— START —
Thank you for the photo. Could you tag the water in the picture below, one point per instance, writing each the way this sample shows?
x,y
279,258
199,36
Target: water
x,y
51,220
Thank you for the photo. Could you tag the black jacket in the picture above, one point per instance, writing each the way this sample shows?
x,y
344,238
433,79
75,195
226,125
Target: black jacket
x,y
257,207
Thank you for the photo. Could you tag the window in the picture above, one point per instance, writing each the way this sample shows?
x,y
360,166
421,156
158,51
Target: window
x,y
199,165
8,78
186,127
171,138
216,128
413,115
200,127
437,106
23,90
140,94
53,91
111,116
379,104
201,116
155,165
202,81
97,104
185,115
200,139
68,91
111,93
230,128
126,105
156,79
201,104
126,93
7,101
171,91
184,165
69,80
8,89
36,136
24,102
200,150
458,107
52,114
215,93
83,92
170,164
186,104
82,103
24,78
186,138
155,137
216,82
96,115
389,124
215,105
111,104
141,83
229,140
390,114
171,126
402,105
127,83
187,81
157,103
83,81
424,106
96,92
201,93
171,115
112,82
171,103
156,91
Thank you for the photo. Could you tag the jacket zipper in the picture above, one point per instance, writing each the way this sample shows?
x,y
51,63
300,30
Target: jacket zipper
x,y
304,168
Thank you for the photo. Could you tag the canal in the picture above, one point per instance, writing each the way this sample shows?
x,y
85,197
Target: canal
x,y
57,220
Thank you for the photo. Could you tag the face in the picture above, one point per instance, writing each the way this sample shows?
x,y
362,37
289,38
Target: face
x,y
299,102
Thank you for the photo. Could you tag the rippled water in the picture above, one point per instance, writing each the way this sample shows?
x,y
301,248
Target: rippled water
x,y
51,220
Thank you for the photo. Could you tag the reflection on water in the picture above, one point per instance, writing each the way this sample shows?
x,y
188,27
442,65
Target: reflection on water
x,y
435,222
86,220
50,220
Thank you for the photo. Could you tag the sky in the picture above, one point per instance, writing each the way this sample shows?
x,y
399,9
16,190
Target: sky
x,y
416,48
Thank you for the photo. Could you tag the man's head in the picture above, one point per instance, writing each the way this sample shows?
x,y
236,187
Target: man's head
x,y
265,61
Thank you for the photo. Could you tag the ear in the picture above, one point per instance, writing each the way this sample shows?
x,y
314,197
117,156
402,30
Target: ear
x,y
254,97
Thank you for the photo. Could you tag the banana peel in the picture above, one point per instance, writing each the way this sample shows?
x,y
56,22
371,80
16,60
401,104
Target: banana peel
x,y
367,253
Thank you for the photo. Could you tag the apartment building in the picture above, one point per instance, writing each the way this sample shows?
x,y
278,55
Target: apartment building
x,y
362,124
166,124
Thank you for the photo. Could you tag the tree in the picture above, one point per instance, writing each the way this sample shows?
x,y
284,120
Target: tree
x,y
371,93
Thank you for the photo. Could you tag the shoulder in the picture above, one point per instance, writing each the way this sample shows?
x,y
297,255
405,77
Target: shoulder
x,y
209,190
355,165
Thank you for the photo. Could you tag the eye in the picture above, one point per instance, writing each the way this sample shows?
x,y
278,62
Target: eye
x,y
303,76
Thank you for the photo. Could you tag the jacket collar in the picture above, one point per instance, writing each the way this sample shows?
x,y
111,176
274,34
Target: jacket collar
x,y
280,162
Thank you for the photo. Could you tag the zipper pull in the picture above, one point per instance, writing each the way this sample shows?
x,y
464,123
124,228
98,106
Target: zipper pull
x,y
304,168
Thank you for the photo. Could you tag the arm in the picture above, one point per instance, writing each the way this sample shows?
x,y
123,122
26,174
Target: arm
— END —
> [DIRECTIONS FOR THIS TASK]
Write out every line of the material again, exactly as it reads.

> [THE OUTPUT]
Thank you for the photo. Could you tag the water in the picture below, one point per instance, writing each the way this sample shows?
x,y
279,258
199,36
Target: water
x,y
51,220
Thank you for the photo. Could you tag the black jacket in the picture above, one point per instance, writing each the way this sample shows?
x,y
344,238
433,79
75,195
226,125
Target: black jacket
x,y
257,207
Thank you for the photo. Could you tag the window in the picture above, one point per instance, writing each the way this sample shows?
x,y
360,166
421,156
158,51
Target: window
x,y
199,165
8,78
186,127
171,138
216,128
413,115
200,127
437,106
23,90
140,94
53,91
111,116
379,104
201,116
155,165
202,81
97,104
185,115
200,139
68,91
111,93
230,128
126,105
156,79
201,104
126,93
7,101
171,91
184,165
69,80
8,89
36,136
24,102
200,150
458,107
52,114
215,93
83,92
170,164
186,104
82,103
24,78
186,138
155,137
216,82
96,115
389,124
215,105
111,104
141,83
229,140
390,114
171,126
402,105
127,83
187,81
157,103
83,81
424,106
96,92
201,93
171,115
112,82
171,103
156,91
Thank you for the photo. Could you tag the jacket zipper in the picture above, one point per instance, writing each the way this sample shows?
x,y
51,63
300,30
Target: jacket zipper
x,y
304,168
Thank you for the photo. Could you tag the canal in the picture above, one point per instance, writing each the way this sample shows?
x,y
85,197
Target: canal
x,y
57,220
Thank you for the photo. Could you tag the face in the picture above, one point per instance, writing each the way this sample shows?
x,y
362,37
289,38
Target: face
x,y
299,102
Thank you for the photo. Could you tag the rippled water in the picture above, one point per instance, writing each the way this sample shows?
x,y
301,248
Target: rippled water
x,y
51,220
Thank you for the photo. Could you tag the reflection on water in the picture above, one point per instance, writing each the way this sample shows?
x,y
188,27
442,65
Target: reflection on water
x,y
435,222
86,220
50,220
Thank you for the photo. Could you tag the sky in the picture above, one point per instance, writing each the way this sample shows?
x,y
399,9
16,190
Target: sky
x,y
416,48
Thank you for the photo. Could you tag the man's head in the picture above, one point per instance, writing each the way this sample shows?
x,y
236,187
Target: man's head
x,y
265,61
Thank you for the photo. Could you tag the ear in the picture above, one point per instance, writing each the way this sample shows?
x,y
314,197
117,156
402,30
Target: ear
x,y
254,97
Thank you for the photo. Could you tag the banana peel in the picture above, one point per instance, writing each the way this sample shows?
x,y
56,22
371,80
16,60
401,104
Target: banana peel
x,y
367,253
Thank you for the photo. Could you tag the apartment building in the picture above, one point per instance, writing each the way this sample shows?
x,y
278,55
Target: apartment building
x,y
362,124
166,124
Thank you for the photo. Could you tag the tree in the picture above, one point per instance, writing each the way this sample shows?
x,y
284,120
Target: tree
x,y
371,93
Thank you for the photo. Could you tag the shoulder in the picture above, one point per instance, writing each the way this sample shows?
x,y
297,255
405,77
Target: shoulder
x,y
209,190
355,165
Thank you for the photo. Could you tag the eye in the picture above, one point per instance, writing each the way this sample shows?
x,y
278,62
Target: eye
x,y
303,76
Thank you for the photo. Could you tag the jacket collar in the picture above, one point per instance, writing each the way this sample shows?
x,y
111,176
274,34
Target: jacket collar
x,y
280,162
Thank you for the photo. Could you tag the zipper pull in the picture above, one point per instance, writing each the way this sample shows?
x,y
464,123
124,228
98,106
Target: zipper pull
x,y
304,168
Thank you for the photo. Could you tag the arm in the picture above, one point per instance, writing each the way this sample shows?
x,y
123,122
26,174
Target: arm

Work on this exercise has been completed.